-- Problem to solve --
Output the data in full. Keep every entry exactly as written.

*** Opening of Material supplied ***

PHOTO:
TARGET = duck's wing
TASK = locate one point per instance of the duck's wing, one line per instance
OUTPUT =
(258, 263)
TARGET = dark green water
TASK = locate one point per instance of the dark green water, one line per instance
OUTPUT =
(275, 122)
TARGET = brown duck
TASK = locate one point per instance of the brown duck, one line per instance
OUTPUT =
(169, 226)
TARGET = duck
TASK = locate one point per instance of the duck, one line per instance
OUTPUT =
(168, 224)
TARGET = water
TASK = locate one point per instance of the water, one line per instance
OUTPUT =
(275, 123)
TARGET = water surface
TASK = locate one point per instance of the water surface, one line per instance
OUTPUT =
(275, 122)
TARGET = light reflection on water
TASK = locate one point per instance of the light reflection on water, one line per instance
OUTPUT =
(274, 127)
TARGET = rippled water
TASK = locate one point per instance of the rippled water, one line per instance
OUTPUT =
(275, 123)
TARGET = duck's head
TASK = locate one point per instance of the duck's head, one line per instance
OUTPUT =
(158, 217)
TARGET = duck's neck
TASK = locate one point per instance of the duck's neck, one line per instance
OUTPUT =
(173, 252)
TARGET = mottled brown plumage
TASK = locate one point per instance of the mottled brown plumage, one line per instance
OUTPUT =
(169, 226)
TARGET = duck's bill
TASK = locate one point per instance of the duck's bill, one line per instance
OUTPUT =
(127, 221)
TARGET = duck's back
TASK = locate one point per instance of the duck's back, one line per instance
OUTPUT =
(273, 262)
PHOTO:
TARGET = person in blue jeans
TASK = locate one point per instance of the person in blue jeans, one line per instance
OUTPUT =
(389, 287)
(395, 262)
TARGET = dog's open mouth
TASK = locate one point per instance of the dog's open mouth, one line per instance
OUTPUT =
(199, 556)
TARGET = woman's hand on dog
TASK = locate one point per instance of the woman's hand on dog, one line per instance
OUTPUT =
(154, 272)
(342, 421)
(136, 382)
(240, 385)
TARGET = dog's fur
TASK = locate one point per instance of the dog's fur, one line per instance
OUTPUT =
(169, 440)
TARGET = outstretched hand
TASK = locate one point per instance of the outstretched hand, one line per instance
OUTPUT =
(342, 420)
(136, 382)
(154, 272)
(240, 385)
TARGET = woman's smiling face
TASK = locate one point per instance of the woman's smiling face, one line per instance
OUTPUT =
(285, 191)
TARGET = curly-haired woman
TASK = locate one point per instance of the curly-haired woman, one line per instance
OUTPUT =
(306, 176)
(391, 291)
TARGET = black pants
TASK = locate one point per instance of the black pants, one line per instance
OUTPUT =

*** Close of Material supplied ***

-- Task result --
PHOTO:
TARGET = duck's wing
TASK = locate one point per instance of the duck's wing, one line per instance
OUTPUT =
(258, 263)
TARGET = dark green water
TASK = locate one point per instance of the dark green water, one line per instance
OUTPUT =
(275, 122)
TARGET = brown duck
TASK = locate one point per instance of the brown duck, one line per instance
OUTPUT =
(169, 226)
TARGET = duck
TASK = locate one point per instance of the duck, one line per instance
OUTPUT =
(168, 224)
TARGET = water
TASK = locate one point per instance of the water, one line per instance
OUTPUT =
(275, 123)
TARGET = water surface
TASK = locate one point per instance of the water surface, one line per instance
OUTPUT =
(275, 122)
TARGET = light reflection on water
TASK = locate one point per instance of the light reflection on water, one line per instance
OUTPUT =
(274, 127)
TARGET = rippled water
TASK = locate one point per instance of the rippled water, one line per instance
OUTPUT =
(275, 123)
TARGET = duck's head
TASK = locate one point per instance of the duck's head, one line per instance
OUTPUT =
(158, 217)
TARGET = duck's neck
TASK = locate one point per instance of the duck's neck, one line per instance
OUTPUT =
(173, 252)
TARGET = mottled brown plumage
TASK = locate one point per instance of the mottled brown plumage, one line per instance
OUTPUT =
(169, 226)
TARGET = duck's bill
TASK = locate one point per instance of the duck's bill, one line per instance
OUTPUT =
(127, 221)
TARGET = duck's back
TASK = locate one point per instance of the duck's back, one line per instance
OUTPUT =
(273, 262)
PHOTO:
TARGET = person in blue jeans
TASK = locate one point per instance of the person in blue jeans, one line per instance
OUTPUT =
(389, 287)
(395, 262)
TARGET = dog's open mouth
TASK = locate one point per instance of the dog's open mouth, one line per instance
OUTPUT =
(199, 556)
TARGET = woman's hand on dog
TASK = locate one point per instance of the woman's hand on dog, one line per instance
OUTPUT =
(154, 272)
(342, 421)
(136, 382)
(240, 385)
TARGET = dog's fur
TASK = locate one point per instance of the dog's fur, one line per instance
OUTPUT =
(169, 440)
TARGET = outstretched hand
TASK = locate one point per instance of the outstretched hand, one line per instance
OUTPUT =
(342, 420)
(136, 382)
(154, 272)
(240, 385)
TARGET = woman's smiling face
TASK = locate one point per instance of the woman's smiling face, one line per instance
OUTPUT =
(285, 191)
TARGET = curly-haired woman
TASK = locate one point per instance of the curly-haired woman, one line per instance
OUTPUT =
(306, 176)
(391, 291)
TARGET = black pants
TASK = locate one point per instance of the black pants, one line per instance
OUTPUT =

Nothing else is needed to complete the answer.